-- Input records follows --

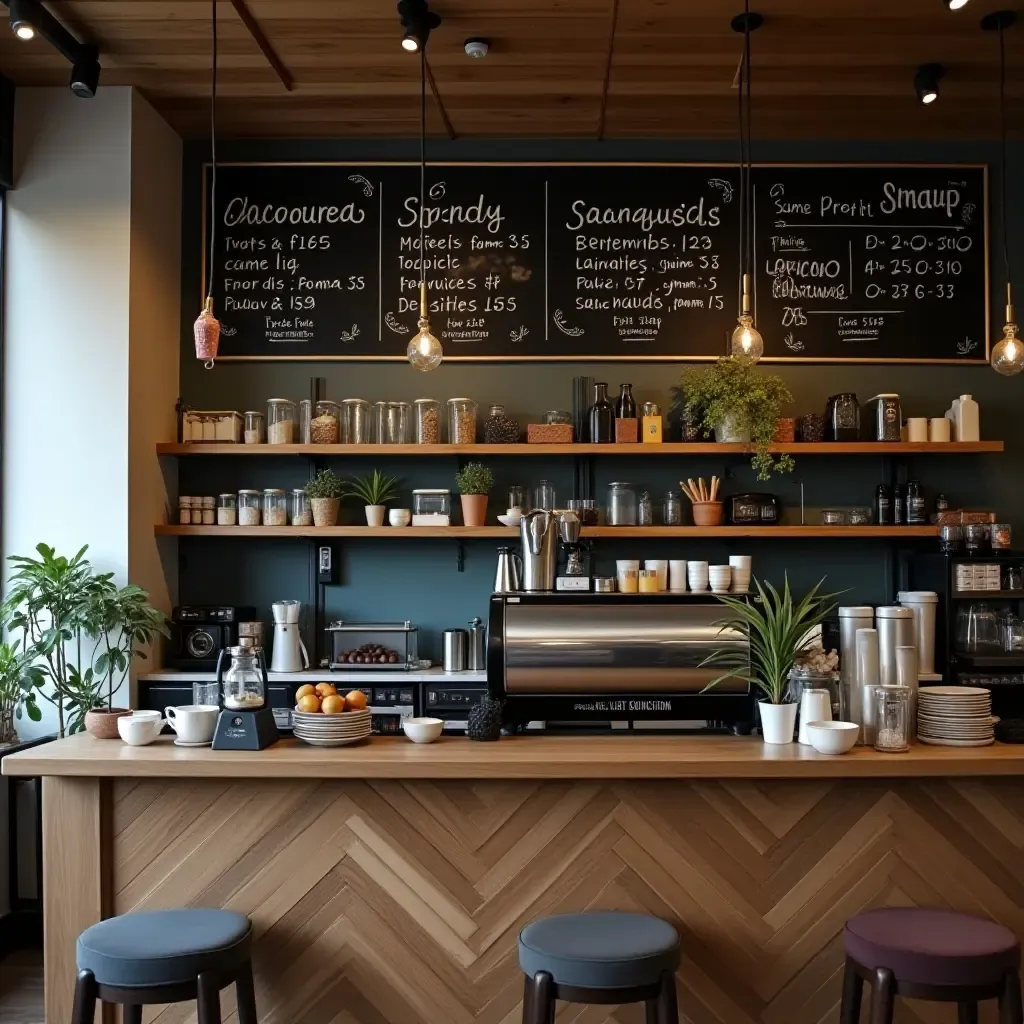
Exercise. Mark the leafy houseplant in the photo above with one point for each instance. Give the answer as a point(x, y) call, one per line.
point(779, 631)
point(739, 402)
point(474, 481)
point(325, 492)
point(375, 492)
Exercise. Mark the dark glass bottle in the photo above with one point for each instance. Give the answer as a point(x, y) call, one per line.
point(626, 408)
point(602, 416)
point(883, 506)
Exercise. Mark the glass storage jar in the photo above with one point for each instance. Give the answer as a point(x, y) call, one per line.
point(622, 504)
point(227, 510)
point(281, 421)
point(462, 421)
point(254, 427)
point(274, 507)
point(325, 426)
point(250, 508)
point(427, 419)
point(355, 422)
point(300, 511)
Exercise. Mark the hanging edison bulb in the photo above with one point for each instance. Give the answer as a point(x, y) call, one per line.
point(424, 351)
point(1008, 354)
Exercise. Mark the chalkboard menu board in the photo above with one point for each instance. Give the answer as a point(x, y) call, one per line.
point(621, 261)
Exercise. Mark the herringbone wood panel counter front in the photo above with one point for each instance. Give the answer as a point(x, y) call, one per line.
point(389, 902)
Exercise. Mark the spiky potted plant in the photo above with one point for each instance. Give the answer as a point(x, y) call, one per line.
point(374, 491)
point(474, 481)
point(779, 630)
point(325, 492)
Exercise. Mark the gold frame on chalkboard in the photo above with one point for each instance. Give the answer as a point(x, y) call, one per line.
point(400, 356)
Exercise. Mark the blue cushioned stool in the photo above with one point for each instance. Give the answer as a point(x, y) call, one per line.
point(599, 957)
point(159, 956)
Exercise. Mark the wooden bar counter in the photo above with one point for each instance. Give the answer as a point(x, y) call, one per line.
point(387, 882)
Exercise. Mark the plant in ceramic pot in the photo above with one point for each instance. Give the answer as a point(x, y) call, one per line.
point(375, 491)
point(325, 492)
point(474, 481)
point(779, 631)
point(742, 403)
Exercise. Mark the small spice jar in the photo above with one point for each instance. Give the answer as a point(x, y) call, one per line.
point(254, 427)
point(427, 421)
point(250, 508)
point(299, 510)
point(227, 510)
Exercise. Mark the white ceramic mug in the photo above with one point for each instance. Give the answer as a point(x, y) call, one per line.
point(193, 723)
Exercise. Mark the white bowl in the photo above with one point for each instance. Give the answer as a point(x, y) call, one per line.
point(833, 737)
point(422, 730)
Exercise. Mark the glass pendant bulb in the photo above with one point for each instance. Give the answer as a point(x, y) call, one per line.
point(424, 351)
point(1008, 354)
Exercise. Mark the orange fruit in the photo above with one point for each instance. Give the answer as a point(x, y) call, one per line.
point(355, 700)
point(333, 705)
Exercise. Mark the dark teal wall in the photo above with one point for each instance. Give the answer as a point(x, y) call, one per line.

-- Input records concluded --

* [Your instructions]: Write out the records above in full and exactly, with no pictures.

* [Output of the exercise]:
Exercise. Mark the leafy houseplant in the photo above with one point for each instance. Give the answer as a point(x, y) call, one per line.
point(779, 631)
point(739, 402)
point(474, 481)
point(325, 492)
point(375, 492)
Exercise. Mark the dark glass bottle in the photo above with one point for each instance. Give the answer as a point(x, y) call, one per line.
point(626, 408)
point(602, 416)
point(883, 506)
Exercise. Mark the glass storage jar in the photo above with one point for each instance. Give the answer as a point(x, y) call, one per line.
point(622, 504)
point(227, 510)
point(281, 421)
point(462, 421)
point(254, 427)
point(274, 507)
point(325, 426)
point(250, 508)
point(427, 419)
point(355, 422)
point(300, 511)
Exercise. Mark the hanging edison bulb in the photo above with one point for each instance. Give the answer as a point(x, y) call, one per line.
point(424, 351)
point(1008, 354)
Exercise. Mark the chalkboard menu board in the photo above with one point for each instance. Give the answer as a point(x, y) call, one per line.
point(621, 261)
Exercise. Mark the herringbone wood panel counter front in the photo above with one point for each instance. Give the answer as a point(x, y) call, one per line.
point(389, 902)
Exercise. Mark the spiky potted plant in the photo above with one point for each instance. Give the answer as a point(x, y) call, one per line.
point(374, 491)
point(474, 481)
point(779, 630)
point(325, 492)
Exercise. Mark the gold frame on chalkboard in the photo above with one point for each instance. Give the answer as a point(x, y) call, one per line.
point(400, 356)
Exercise. Mark the blue cushioned stool in the photo above with one point for each instance. Give the answer as a point(x, y) call, one per line.
point(599, 957)
point(159, 956)
Exercise. Mark the wooden bar counter in the photo above with one point for each instance. Give the answer as a point(x, y) call, one per line.
point(387, 882)
Exercise. Mark the plant in ceramic pot in the photo above with one point for each instance. Give the answer as a point(x, y) call, one per line.
point(375, 491)
point(325, 492)
point(474, 481)
point(779, 631)
point(742, 403)
Exercise. Mark the small spice jar in the photo above with one point for each instance. Give the answer as a point(x, y) call, one per line.
point(254, 427)
point(427, 421)
point(250, 508)
point(299, 510)
point(227, 510)
Exercise. Mark the white ceramic mug in the photo above with one point for each instance. Give the answer as a point(x, y) call, one per line.
point(193, 723)
Exercise. Mark the white bowl in the photo above with one point for each instance. Give the answer as a point(x, y) call, one per line.
point(833, 737)
point(422, 730)
Exercise. Mark the glass pendant bulb in the photo above with one point for each instance. Give the answer as a point(x, y) call, one per line.
point(424, 351)
point(1008, 354)
Exercise. Mark the orange fruit in the photo above with one point for each instance. Give the answer as a point(x, y) call, one per line.
point(355, 700)
point(333, 705)
Exercise. Mark the dark teal wall in the photo above with one point for each instance. Give the answer as a point(x, y) call, one per line.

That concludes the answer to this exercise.